*TEXTO DE LECTURA*:
+ + + + +

En la mayoría de sus visitas a las oficinas estatales es sistemáticamente maltratado y hostigado, como si fuera un producto residual de una sociedad de mercado donde los obreros son meros engranajes del aparato productivo.

Esa es la compleja contingencia del protagonista, quien, pese a su ignorancia y escasa educación, tiene muy claro el concepto de la solidaridad de clase.

En ese marco, apoya a Katie (Hayley Squires), una mujer soltera con dos hijos de diferentes parejas, que está desempleada y requiere de los servicios de protección social para alimentar a su familia.

La relación entre ambos, que naturalmente no trascenderá a lo sentimental, se transformará en una suerte de epopeya compartida de lucha por la vida y la supervivencia en condiciones adversas. Es tan extrema la situación de estas dos víctimas de tan perverso modelo, que la mujer suele pasar hambre para seguir alimentado a sus hijos, como si se tratara de un país latinoamericano o africano.
Incluso, tampoco desestima la posibilidad de robar en un supermercado y hasta de degradarse en su dignidad, con tal de asegurar el indispensable sustento de sus vástagos.

Los dos protagonistas de esta peripecia existencial son desoladores ejemplos de una sociedad asimétrica y de una suerte de darwinismo social que condena a los desclasados a la miseria. La habitualmente soberbia Gran Bretaña con sus subyacentes ínfulas de imperio en decadencia y su rancia realeza de estirpe aristocrático, se derrumba bajo el demoledor alegato de un Ken Loach que sigue siendo implacable.

El propio título del film, “Yo, Daniel Blake”, es una suerte de metáfora de ese cuadro de marginación. En tal sentido, tan vez el más potente testimonio de la rebeldía del hombre es ese graffiti que pinta en el frente de la oficina pública que lo ha transformado en conejillo de Indias de prácticas realmente inhumanas.

+ + + + +

*DATOS DE ENTRADA*:
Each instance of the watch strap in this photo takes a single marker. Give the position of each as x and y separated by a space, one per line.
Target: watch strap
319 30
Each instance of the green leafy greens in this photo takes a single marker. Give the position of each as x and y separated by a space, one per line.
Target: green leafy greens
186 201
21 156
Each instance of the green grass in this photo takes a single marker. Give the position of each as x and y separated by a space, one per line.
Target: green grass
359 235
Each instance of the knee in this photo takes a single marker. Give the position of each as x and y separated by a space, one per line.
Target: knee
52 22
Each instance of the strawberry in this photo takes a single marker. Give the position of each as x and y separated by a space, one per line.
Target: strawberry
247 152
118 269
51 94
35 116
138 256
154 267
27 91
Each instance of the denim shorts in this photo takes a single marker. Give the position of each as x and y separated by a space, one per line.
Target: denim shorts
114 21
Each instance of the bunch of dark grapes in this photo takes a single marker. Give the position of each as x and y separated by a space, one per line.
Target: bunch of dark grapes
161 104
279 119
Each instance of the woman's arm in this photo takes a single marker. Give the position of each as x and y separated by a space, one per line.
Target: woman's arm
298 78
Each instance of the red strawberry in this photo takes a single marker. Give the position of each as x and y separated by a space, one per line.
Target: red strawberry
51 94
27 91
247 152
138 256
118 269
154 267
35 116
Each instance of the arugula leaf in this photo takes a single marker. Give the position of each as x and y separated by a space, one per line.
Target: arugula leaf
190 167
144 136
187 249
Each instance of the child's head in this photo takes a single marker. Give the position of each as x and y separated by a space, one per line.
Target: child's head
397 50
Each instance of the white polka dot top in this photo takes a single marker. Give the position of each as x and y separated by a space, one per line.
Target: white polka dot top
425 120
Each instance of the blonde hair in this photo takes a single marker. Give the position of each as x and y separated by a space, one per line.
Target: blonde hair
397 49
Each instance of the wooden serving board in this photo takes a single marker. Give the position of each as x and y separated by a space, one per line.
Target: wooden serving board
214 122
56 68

+ + + + +

*PREGUNTAS*:
1. Responde según la reseña de la película:
(a) ¿Qué actriz interpreta a Katie?
(b) ¿Qué concepto tiene muy claro el protagonista pese a su escasa educación?
(c) ¿Dónde pinta el protagonista su graffiti?
2. Enumera todos los nombres propios de personas o personajes que aparecen en la reseña de la película.

*RESPUESTAS POR TAREA*:
1.
(a) Hayley Squires.
(b) La solidaridad de clase.
(c) En el frente de la oficina pública.

2. Katie, Hayley Squires, Ken Loach y Daniel Blake.